:: Texte présenté
Entre libéralisation, souveraineté et transition verte, le Maroc doit repenser en profondeur la gouvernance de son secteur énergétique. Et les entreprises publiques sont au cœur de ce défi.
Le secteur de l’énergie est sans doute l’un des plus stratégiques pour le Maroc. Il concentre des enjeux de souveraineté nationale, d’inclusion territoriale, de développement industriel, mais aussi de transition écologique et d’ouverture aux marchés. Pendant longtemps, l’État en a gardé le monopole, via des établissements publics comme l’ONEE ou des participations stratégiques dans les hydrocarbures, le renouvelable ou la distribution.

Mais les dynamiques mondiales, les engagements climatiques, les besoins d’investissement colossaux et l’urgence de la transition ont imposé une accélération : le Maroc engage une profonde réforme de son secteur énergétique, en s’orientant vers une gouvernance mixte, hybride, à la croisée du public et du privé.
::::
» Tâche à réaliser: Reproduisez sans rien changer, dans le texte ci-dessus sur la gouvernance énergétique du Maroc, tout ce qui va de « Entre libéralisation, souveraineté » jusqu'à « de ce défi. ».
:: Listing fourni
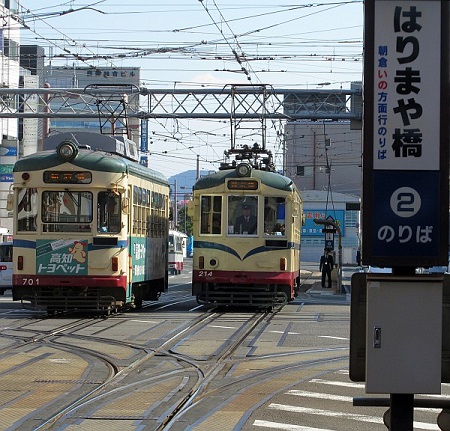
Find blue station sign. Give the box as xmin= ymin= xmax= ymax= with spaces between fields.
xmin=362 ymin=0 xmax=449 ymax=267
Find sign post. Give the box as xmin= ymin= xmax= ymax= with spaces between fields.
xmin=314 ymin=217 xmax=342 ymax=293
xmin=362 ymin=0 xmax=450 ymax=431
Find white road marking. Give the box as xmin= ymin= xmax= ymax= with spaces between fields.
xmin=319 ymin=335 xmax=350 ymax=341
xmin=253 ymin=420 xmax=332 ymax=431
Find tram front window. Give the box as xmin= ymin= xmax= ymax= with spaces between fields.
xmin=17 ymin=189 xmax=38 ymax=232
xmin=264 ymin=196 xmax=286 ymax=236
xmin=42 ymin=190 xmax=92 ymax=232
xmin=228 ymin=196 xmax=258 ymax=235
xmin=97 ymin=191 xmax=121 ymax=233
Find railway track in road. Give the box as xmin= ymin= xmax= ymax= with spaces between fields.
xmin=0 ymin=300 xmax=274 ymax=431
xmin=0 ymin=276 xmax=364 ymax=431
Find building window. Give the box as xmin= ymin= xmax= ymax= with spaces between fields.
xmin=345 ymin=211 xmax=359 ymax=227
xmin=297 ymin=166 xmax=313 ymax=177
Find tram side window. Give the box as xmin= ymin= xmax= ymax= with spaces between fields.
xmin=97 ymin=191 xmax=121 ymax=233
xmin=264 ymin=197 xmax=286 ymax=235
xmin=228 ymin=196 xmax=258 ymax=235
xmin=147 ymin=192 xmax=168 ymax=238
xmin=17 ymin=189 xmax=38 ymax=232
xmin=200 ymin=196 xmax=222 ymax=235
xmin=0 ymin=244 xmax=13 ymax=262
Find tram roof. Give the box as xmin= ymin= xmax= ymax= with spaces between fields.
xmin=194 ymin=169 xmax=296 ymax=192
xmin=13 ymin=148 xmax=169 ymax=186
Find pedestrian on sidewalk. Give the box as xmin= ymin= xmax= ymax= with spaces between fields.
xmin=319 ymin=248 xmax=334 ymax=289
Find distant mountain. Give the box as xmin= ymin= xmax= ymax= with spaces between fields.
xmin=169 ymin=169 xmax=211 ymax=194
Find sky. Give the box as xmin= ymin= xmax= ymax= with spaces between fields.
xmin=19 ymin=0 xmax=363 ymax=177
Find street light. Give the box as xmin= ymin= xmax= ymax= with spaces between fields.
xmin=314 ymin=218 xmax=342 ymax=293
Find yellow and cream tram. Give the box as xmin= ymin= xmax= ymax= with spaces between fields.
xmin=190 ymin=150 xmax=303 ymax=308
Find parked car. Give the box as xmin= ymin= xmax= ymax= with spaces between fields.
xmin=0 ymin=242 xmax=13 ymax=295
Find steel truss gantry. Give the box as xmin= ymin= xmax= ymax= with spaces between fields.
xmin=0 ymin=85 xmax=362 ymax=121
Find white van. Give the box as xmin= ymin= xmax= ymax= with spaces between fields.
xmin=0 ymin=242 xmax=13 ymax=295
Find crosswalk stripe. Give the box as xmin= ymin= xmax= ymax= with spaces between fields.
xmin=286 ymin=390 xmax=353 ymax=403
xmin=253 ymin=420 xmax=332 ymax=431
xmin=269 ymin=403 xmax=383 ymax=424
xmin=268 ymin=403 xmax=440 ymax=431
xmin=310 ymin=379 xmax=366 ymax=389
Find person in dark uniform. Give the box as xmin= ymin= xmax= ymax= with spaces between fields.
xmin=234 ymin=204 xmax=256 ymax=235
xmin=319 ymin=248 xmax=334 ymax=289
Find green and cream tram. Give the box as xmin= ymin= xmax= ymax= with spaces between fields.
xmin=9 ymin=132 xmax=169 ymax=314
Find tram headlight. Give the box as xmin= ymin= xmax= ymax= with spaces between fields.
xmin=236 ymin=163 xmax=252 ymax=177
xmin=56 ymin=141 xmax=78 ymax=162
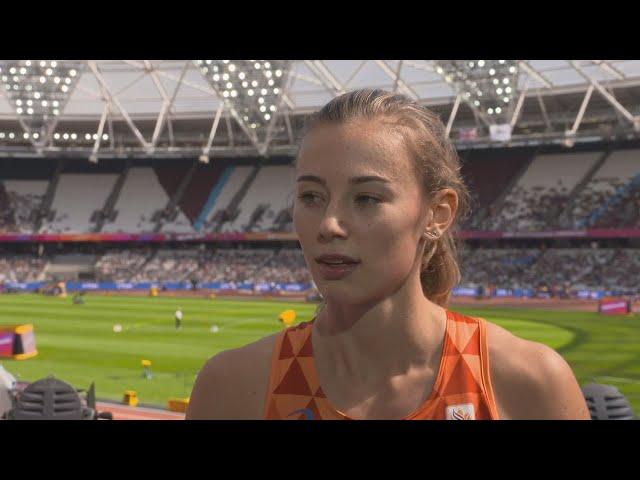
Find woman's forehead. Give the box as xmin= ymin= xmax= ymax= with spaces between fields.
xmin=296 ymin=122 xmax=411 ymax=179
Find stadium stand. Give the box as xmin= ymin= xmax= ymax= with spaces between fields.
xmin=203 ymin=166 xmax=253 ymax=231
xmin=4 ymin=180 xmax=49 ymax=233
xmin=41 ymin=174 xmax=117 ymax=233
xmin=460 ymin=149 xmax=533 ymax=230
xmin=102 ymin=167 xmax=191 ymax=233
xmin=226 ymin=165 xmax=295 ymax=232
xmin=570 ymin=150 xmax=640 ymax=228
xmin=95 ymin=250 xmax=153 ymax=282
xmin=492 ymin=152 xmax=600 ymax=231
xmin=0 ymin=254 xmax=48 ymax=283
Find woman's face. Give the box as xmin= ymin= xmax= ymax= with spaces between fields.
xmin=293 ymin=120 xmax=427 ymax=304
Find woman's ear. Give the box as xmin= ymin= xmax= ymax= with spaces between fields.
xmin=428 ymin=188 xmax=458 ymax=237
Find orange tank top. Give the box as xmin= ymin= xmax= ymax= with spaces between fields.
xmin=264 ymin=310 xmax=498 ymax=420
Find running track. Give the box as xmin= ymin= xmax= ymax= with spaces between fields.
xmin=96 ymin=402 xmax=184 ymax=420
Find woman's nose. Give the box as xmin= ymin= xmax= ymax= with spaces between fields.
xmin=318 ymin=209 xmax=347 ymax=240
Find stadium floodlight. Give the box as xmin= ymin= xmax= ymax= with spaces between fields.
xmin=434 ymin=60 xmax=519 ymax=124
xmin=0 ymin=60 xmax=83 ymax=144
xmin=194 ymin=60 xmax=291 ymax=154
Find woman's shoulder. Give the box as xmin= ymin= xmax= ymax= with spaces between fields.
xmin=186 ymin=332 xmax=281 ymax=420
xmin=485 ymin=321 xmax=589 ymax=419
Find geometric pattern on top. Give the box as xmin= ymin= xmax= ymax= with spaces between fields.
xmin=264 ymin=311 xmax=498 ymax=420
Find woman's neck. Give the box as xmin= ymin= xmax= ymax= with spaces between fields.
xmin=313 ymin=284 xmax=446 ymax=384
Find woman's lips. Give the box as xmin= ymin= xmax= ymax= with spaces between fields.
xmin=318 ymin=262 xmax=360 ymax=280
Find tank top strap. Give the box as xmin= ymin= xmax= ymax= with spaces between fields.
xmin=430 ymin=310 xmax=498 ymax=420
xmin=264 ymin=321 xmax=326 ymax=420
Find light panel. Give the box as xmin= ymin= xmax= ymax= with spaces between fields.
xmin=0 ymin=60 xmax=84 ymax=143
xmin=194 ymin=60 xmax=291 ymax=149
xmin=433 ymin=60 xmax=519 ymax=123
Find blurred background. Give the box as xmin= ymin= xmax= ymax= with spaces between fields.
xmin=0 ymin=60 xmax=640 ymax=418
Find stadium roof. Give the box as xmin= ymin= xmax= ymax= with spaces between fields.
xmin=0 ymin=60 xmax=640 ymax=160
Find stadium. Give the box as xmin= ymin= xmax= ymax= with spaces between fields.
xmin=0 ymin=60 xmax=640 ymax=419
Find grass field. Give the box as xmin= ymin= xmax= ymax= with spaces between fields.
xmin=0 ymin=294 xmax=640 ymax=414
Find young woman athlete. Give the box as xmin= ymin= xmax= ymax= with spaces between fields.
xmin=187 ymin=90 xmax=589 ymax=420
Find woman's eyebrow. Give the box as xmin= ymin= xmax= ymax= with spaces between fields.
xmin=298 ymin=175 xmax=391 ymax=186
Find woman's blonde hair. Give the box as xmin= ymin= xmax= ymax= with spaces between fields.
xmin=296 ymin=89 xmax=469 ymax=307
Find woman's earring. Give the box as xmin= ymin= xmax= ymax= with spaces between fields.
xmin=423 ymin=228 xmax=440 ymax=240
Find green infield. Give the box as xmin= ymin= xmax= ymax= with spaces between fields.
xmin=0 ymin=294 xmax=640 ymax=413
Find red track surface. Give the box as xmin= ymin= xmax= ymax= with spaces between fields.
xmin=96 ymin=402 xmax=184 ymax=420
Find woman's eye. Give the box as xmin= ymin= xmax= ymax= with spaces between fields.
xmin=298 ymin=193 xmax=321 ymax=205
xmin=356 ymin=195 xmax=380 ymax=205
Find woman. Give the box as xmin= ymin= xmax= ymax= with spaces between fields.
xmin=187 ymin=90 xmax=589 ymax=420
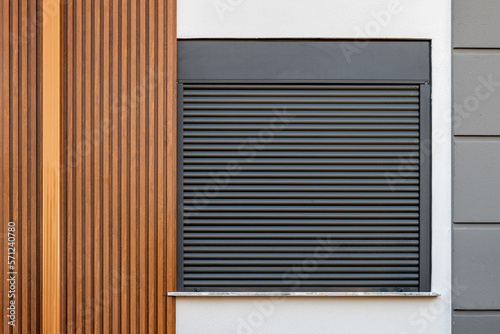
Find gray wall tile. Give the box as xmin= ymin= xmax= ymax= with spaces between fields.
xmin=453 ymin=138 xmax=500 ymax=223
xmin=453 ymin=52 xmax=500 ymax=135
xmin=453 ymin=224 xmax=500 ymax=310
xmin=453 ymin=0 xmax=500 ymax=47
xmin=453 ymin=312 xmax=500 ymax=334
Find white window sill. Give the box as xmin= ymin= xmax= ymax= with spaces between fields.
xmin=168 ymin=292 xmax=441 ymax=297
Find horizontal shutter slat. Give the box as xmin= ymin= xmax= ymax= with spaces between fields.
xmin=179 ymin=83 xmax=421 ymax=291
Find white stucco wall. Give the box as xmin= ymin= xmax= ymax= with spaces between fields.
xmin=176 ymin=0 xmax=451 ymax=334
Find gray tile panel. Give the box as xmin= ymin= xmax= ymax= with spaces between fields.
xmin=453 ymin=137 xmax=500 ymax=222
xmin=453 ymin=312 xmax=500 ymax=334
xmin=453 ymin=224 xmax=500 ymax=310
xmin=453 ymin=51 xmax=500 ymax=135
xmin=453 ymin=0 xmax=500 ymax=47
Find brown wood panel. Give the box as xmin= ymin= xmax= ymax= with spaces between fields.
xmin=61 ymin=0 xmax=176 ymax=334
xmin=0 ymin=0 xmax=43 ymax=333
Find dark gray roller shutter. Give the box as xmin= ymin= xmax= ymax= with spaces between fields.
xmin=178 ymin=83 xmax=430 ymax=291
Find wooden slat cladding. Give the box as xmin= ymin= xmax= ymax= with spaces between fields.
xmin=61 ymin=0 xmax=175 ymax=333
xmin=0 ymin=0 xmax=42 ymax=333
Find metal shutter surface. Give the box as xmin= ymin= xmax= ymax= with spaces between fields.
xmin=178 ymin=83 xmax=421 ymax=292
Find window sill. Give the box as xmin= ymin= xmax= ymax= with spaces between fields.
xmin=168 ymin=292 xmax=441 ymax=297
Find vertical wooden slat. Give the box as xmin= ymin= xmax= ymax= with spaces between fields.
xmin=62 ymin=1 xmax=76 ymax=333
xmin=27 ymin=0 xmax=40 ymax=332
xmin=0 ymin=0 xmax=42 ymax=333
xmin=146 ymin=0 xmax=157 ymax=333
xmin=60 ymin=0 xmax=70 ymax=332
xmin=42 ymin=0 xmax=61 ymax=333
xmin=119 ymin=1 xmax=130 ymax=333
xmin=138 ymin=1 xmax=148 ymax=333
xmin=18 ymin=1 xmax=30 ymax=333
xmin=165 ymin=0 xmax=177 ymax=334
xmin=9 ymin=1 xmax=23 ymax=333
xmin=156 ymin=0 xmax=166 ymax=333
xmin=92 ymin=0 xmax=103 ymax=333
xmin=58 ymin=0 xmax=174 ymax=333
xmin=0 ymin=1 xmax=4 ymax=333
xmin=74 ymin=1 xmax=85 ymax=332
xmin=82 ymin=0 xmax=95 ymax=333
xmin=0 ymin=1 xmax=10 ymax=333
xmin=102 ymin=1 xmax=111 ymax=333
xmin=129 ymin=0 xmax=140 ymax=333
xmin=110 ymin=0 xmax=121 ymax=333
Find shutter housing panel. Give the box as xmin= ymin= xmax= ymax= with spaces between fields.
xmin=178 ymin=83 xmax=430 ymax=292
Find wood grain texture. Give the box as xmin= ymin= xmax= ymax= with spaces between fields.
xmin=0 ymin=0 xmax=43 ymax=333
xmin=42 ymin=0 xmax=61 ymax=333
xmin=61 ymin=0 xmax=176 ymax=334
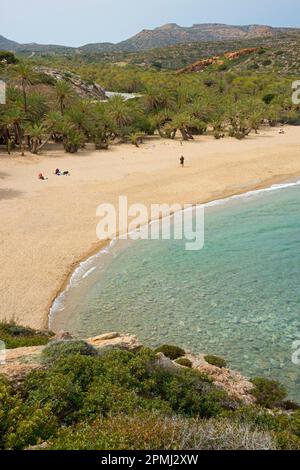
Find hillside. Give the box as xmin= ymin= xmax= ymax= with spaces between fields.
xmin=43 ymin=31 xmax=300 ymax=74
xmin=0 ymin=23 xmax=298 ymax=54
xmin=0 ymin=324 xmax=300 ymax=451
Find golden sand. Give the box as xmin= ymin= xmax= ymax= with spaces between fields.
xmin=0 ymin=127 xmax=300 ymax=328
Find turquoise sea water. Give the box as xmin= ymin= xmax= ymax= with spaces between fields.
xmin=51 ymin=185 xmax=300 ymax=402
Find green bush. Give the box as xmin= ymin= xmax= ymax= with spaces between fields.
xmin=204 ymin=356 xmax=227 ymax=369
xmin=155 ymin=344 xmax=185 ymax=361
xmin=0 ymin=342 xmax=300 ymax=449
xmin=42 ymin=340 xmax=98 ymax=362
xmin=175 ymin=357 xmax=193 ymax=369
xmin=251 ymin=377 xmax=287 ymax=408
xmin=0 ymin=322 xmax=53 ymax=349
xmin=49 ymin=413 xmax=276 ymax=450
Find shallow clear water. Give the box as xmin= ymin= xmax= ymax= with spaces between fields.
xmin=52 ymin=186 xmax=300 ymax=402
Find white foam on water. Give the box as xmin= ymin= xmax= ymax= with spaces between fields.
xmin=49 ymin=176 xmax=300 ymax=329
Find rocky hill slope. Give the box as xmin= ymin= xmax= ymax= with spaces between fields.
xmin=0 ymin=23 xmax=298 ymax=54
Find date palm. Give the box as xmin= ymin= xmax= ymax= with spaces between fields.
xmin=55 ymin=80 xmax=74 ymax=114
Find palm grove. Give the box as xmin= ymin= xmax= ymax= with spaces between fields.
xmin=0 ymin=52 xmax=300 ymax=155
::::
» Réponse finale:
Entre libéralisation, souveraineté et transition verte, le Maroc doit repenser en profondeur la gouvernance de son secteur énergétique. Et les entreprises publiques sont au cœur de ce défi.